* **Selected text**
# Flow NXT-AT



## NickShake (Nov 18, 2011)

I found some Flow NXT-AT's online pretty cheap. I just bought a Flow Quantum 2012. I am looking to do more freestyle and all over the mountain type of stuff, do you think these are a good choice for me, or do you think the Rome 390 Bosses would be better in this case?


----------



## Nivek (Jan 24, 2008)

Nope. AT's is what I'd go with.


----------



## ChiTownRon (Aug 19, 2012)

Definitely go with the AT's. How cheap did you find them for?


----------



## NickShake (Nov 18, 2011)

170 bucks brand new


----------



## Strewth (Sep 18, 2012)

The NXT AT's would be a solid choice. Probably the best price vs performance option from Flow. Rode the NXT AT's all last season.


----------



## NickShake (Nov 18, 2011)

Are the AT's rear entry bindings?


----------



## Nivek (Jan 24, 2008)

NickShake said:


> Are the AT's rear entry bindings?


Is this a joke?


----------



## NickShake (Nov 18, 2011)

Indeed it is!  Just trying to see if people were paying attention!


----------



## ChiTownRon (Aug 19, 2012)

NickShake said:


> Are the AT's rear entry bindings?





Nivek said:


> Is this a joke?


Haha. :laugh:



170$ brand new ay, pretty good deal. are they the 2012 model ?


----------



## NickShake (Nov 18, 2011)

Yeah but the thing I didnt see that they are only available in extralarge. If my boot is anywhere around 10 to 11 is that too big. The reason why I say 10-11 is because I dont have boots yet.


----------



## ChiTownRon (Aug 19, 2012)

For 10 and 10.5 you might want large flow bindings when it comes to the nxt's. but according to the sizing chart 11's would be fine for xl bindings. maybe someone who had this problem could help you find out if 10 and 10.5 would fit for xl's. but here's the chart up to size 11 boot.


----------



## Strewth (Sep 18, 2012)

I have size 11 boots with XL bindings, which is just right. Tried the large bindings and they seemed way too small.


----------

* **Data entries**
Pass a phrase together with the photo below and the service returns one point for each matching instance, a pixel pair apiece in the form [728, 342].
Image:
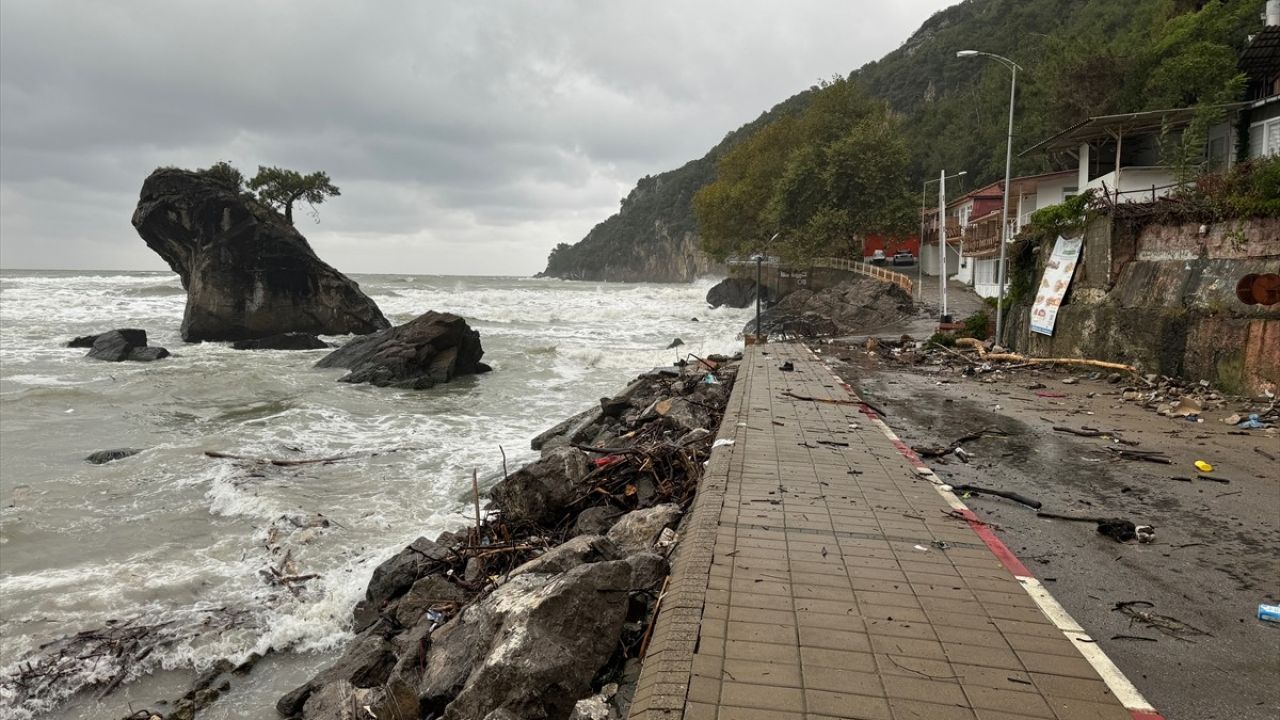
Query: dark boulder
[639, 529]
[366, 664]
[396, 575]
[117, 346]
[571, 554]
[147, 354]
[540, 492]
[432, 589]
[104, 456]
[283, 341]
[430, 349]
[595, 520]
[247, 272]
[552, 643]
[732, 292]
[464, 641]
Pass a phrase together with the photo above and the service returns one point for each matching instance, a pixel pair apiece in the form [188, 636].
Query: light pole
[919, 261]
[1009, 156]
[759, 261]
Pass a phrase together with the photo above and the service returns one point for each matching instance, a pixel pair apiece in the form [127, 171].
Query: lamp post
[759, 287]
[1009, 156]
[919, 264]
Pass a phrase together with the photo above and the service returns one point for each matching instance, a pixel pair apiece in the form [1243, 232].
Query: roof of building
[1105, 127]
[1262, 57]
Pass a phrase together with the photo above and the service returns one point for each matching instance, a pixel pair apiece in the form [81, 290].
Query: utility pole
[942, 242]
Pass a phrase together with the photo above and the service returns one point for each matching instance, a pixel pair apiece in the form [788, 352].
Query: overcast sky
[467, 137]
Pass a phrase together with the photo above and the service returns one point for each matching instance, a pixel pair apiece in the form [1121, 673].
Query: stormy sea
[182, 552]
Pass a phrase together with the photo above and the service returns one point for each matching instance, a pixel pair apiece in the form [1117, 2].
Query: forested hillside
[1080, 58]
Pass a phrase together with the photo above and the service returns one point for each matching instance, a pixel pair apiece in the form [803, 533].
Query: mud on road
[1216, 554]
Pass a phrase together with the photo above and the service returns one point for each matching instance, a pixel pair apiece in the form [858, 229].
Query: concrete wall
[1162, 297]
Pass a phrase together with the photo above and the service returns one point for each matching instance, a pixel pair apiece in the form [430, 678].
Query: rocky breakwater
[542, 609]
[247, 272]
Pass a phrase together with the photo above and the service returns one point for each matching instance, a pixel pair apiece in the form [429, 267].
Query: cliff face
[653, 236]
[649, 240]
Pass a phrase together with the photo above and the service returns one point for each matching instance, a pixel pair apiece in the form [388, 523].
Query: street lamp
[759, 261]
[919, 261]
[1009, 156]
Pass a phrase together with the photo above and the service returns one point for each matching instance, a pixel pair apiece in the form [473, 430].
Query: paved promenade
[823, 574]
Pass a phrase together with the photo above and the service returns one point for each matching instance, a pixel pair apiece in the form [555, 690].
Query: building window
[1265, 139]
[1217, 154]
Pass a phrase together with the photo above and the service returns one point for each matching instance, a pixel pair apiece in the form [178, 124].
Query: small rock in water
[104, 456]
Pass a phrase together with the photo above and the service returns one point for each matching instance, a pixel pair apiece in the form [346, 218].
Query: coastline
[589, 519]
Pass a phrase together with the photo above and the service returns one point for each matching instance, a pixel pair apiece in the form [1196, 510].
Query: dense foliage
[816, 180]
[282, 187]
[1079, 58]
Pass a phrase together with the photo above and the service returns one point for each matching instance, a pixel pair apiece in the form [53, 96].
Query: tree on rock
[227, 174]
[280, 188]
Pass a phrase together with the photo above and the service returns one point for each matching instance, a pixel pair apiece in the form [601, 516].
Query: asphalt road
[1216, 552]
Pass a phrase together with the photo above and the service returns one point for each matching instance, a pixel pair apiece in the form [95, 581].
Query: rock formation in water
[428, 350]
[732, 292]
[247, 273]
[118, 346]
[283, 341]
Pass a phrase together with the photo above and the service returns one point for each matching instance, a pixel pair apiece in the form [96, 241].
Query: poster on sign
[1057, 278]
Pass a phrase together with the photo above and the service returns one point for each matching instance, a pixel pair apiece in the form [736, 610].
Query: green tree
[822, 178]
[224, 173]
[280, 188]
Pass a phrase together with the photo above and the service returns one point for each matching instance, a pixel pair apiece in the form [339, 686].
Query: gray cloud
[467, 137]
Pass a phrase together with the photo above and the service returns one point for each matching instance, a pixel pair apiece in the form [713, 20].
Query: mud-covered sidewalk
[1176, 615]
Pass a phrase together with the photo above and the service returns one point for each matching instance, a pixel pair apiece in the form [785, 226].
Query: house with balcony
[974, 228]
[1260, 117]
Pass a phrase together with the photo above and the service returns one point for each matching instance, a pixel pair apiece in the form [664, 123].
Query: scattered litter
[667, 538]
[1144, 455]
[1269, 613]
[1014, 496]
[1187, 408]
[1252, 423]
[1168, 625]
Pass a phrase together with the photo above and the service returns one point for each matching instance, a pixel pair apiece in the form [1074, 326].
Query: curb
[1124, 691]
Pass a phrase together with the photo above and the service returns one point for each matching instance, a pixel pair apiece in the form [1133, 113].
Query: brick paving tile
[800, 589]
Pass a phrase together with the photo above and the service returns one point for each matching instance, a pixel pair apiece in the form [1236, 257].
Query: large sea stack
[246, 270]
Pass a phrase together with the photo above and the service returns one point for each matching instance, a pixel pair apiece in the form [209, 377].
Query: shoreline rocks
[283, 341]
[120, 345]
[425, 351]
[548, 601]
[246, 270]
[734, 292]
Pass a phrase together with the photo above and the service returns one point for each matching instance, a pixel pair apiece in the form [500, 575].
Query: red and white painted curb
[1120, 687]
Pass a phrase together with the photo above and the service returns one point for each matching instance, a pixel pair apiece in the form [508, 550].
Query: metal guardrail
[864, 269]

* **Task to complete**
Return, word for word, the passage of the Flow NXT-AT thread between "I found some" and "I'd go with.", inclusive. The lines above stand apart from the Flow NXT-AT thread.

* **Finished answer**
I found some Flow NXT-AT's online pretty cheap. I just bought a Flow Quantum 2012. I am looking to do more freestyle and all over the mountain type of stuff, do you think these are a good choice for me, or do you think the Rome 390 Bosses would be better in this case?


----------



## Nivek (Jan 24, 2008)

Nope. AT's is what I'd go with.